Task brief: Everything from the line containing "Objective — one pin per instance of the group" down to the last line of the entries below must be transcribed exactly, and nothing else.

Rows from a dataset
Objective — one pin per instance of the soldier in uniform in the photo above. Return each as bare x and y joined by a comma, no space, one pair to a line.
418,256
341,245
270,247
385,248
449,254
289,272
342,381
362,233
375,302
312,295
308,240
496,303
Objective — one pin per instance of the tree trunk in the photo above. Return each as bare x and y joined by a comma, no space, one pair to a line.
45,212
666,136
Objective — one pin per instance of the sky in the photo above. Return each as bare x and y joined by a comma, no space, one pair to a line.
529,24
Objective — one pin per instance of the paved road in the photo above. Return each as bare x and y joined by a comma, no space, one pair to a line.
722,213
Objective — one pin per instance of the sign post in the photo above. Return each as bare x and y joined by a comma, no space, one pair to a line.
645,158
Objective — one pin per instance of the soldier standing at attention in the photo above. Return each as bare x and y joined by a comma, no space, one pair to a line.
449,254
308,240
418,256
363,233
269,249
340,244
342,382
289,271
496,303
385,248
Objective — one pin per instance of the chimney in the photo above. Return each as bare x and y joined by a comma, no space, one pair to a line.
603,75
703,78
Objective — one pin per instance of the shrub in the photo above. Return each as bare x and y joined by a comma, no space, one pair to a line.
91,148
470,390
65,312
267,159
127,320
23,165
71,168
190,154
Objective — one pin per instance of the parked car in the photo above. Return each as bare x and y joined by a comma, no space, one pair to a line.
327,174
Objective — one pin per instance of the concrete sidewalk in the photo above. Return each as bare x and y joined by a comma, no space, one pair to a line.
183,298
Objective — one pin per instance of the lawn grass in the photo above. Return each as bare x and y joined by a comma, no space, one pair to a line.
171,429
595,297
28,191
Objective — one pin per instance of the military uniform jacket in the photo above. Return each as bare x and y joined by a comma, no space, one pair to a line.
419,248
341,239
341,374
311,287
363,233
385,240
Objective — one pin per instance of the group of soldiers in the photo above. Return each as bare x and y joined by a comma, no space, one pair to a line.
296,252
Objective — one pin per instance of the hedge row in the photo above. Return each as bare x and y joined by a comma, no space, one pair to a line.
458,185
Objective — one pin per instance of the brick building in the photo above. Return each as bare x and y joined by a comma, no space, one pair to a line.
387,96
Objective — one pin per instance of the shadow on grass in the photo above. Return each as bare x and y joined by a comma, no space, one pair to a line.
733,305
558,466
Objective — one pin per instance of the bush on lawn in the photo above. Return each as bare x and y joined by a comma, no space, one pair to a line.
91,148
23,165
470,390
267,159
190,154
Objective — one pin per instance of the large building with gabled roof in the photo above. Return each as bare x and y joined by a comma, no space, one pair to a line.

Task solution:
Objective — one pin per instance of the group of soldiers in the photo above. Return each as bare x and y joined by a comma, no space, one pair to a line.
296,252
Objective — one pin per instance of the hedge row in the photo above. Return each as bare x and y joined by a comma, no space, one pair to a line.
458,185
Objective — one pin per instance of the brick building in the photo above. Return each as bare x and y joined by a comma, no space, one pair to a line.
387,96
Objective — one pin per instance of the shadow on grass in the photo above. Return each as bare x and y joined by a comma, no space, one pair to a line.
733,305
558,466
Objective — one pin per instance of the bush on lawn in the photo above. Return each as bare x and y joined by a comma, no space, one pair to a line.
91,148
23,165
470,390
267,159
190,154
Objective — one pin per instance of the large building with gabled roof in the photo above. Return each as bare x and y joined by a comma, no space, one pair to a line.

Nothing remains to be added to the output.